AUSZUG:
==============================

Eurozone: Deutliche Stimmungsaufhellung im Januar – trotz Coronavirus - Nord LB Kolumne

Soeben hat die Europäische Kommission aktuelle Daten zu ihrer monatlichen Verbraucher- und Unternehmensumfrage in der Eurozone (sowie der Europäischen Union) veröffentlicht. Im Berichtsmonat Januar hat sich demnach im gemeinsamen Währungsraum die Wirtschaftsstimmung deutlich aufgehellt. Der Economic-Sentiment-Indikator (ESI) legte auf 102,8 Punkte zu. Dies ist gegenüber dem Vormonat eine Verbesserung um 1,5 Punkte und stellt den dritten Anstieg in Folge dar. Die heutigen Zahlen sind durchaus als positive Überraschung zu bezeichnen.
In den beiden größten Volkswirtschaften Deutschland (+2,0 Punkte) und Frankreich (+1,5) verbesserte sich die Stimmungslage sehr kräftig. In Italien und in den Niederlanden hielt sich der ESI hingegen annähernd unverändert auf Vormonatsniveau, während er in Spanien gegen den allgemeinen Trend zurückging (-1,0). Insgesamt zeigen sich jedoch die Unternehmen und Verbraucher in der Eurozone zu Beginn des Jahres 2020 deutlich optimistischer als im zweiten Halbjahr 2019.
In der sektoralen Betrachtung hat sich das Vertrauen in der Bauwirtschaft (um 1,2 Punkte) und sehr kräftig das Industrievertrauen verbessert (+2,0). Letzteres geht vor allem auf ein erheblich verbessertes Sentiment im deutschen Verarbeitenden Gewerbe (+3,7) zurück. Bereits am Montag hatte das ifo-Institut eine Verbesserung des Geschäftsklimas in der Industrie für Januar gemeldet. Gleichwohl erwarten wir, dass die leichte Erholung der Gesamtwirtschaft fragil bleibt.

==============================

ERFASSTE DATEN:

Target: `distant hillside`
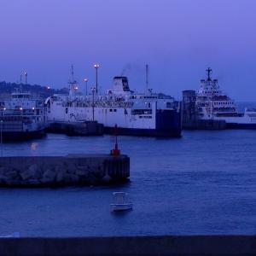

==============================

AUFGABEN:
1. Übernimm aus dem Auszug wortgetreu den Abschnitt, der mit „Soeben hat die“ anfängt und sich bis „Überraschung zu bezeichnen.“ erstreckt.
2. In welchem Land ging der ESI laut Auszug gegen den allgemeinen Trend zurück?
Das Material steht in keinem Zusammenhang mit dem Auszug.

LÖSUNGEN:
1.
Soeben hat die Europäische Kommission aktuelle Daten zu ihrer monatlichen Verbraucher- und Unternehmensumfrage in der Eurozone (sowie der Europäischen Union) veröffentlicht. Im Berichtsmonat Januar hat sich demnach im gemeinsamen Währungsraum die Wirtschaftsstimmung deutlich aufgehellt. Der Economic-Sentiment-Indikator (ESI) legte auf 102,8 Punkte zu. Dies ist gegenüber dem Vormonat eine Verbesserung um 1,5 Punkte und stellt den dritten Anstieg in Folge dar. Die heutigen Zahlen sind durchaus als positive Überraschung zu bezeichnen.

2. In Spanien (-1,0 Punkte).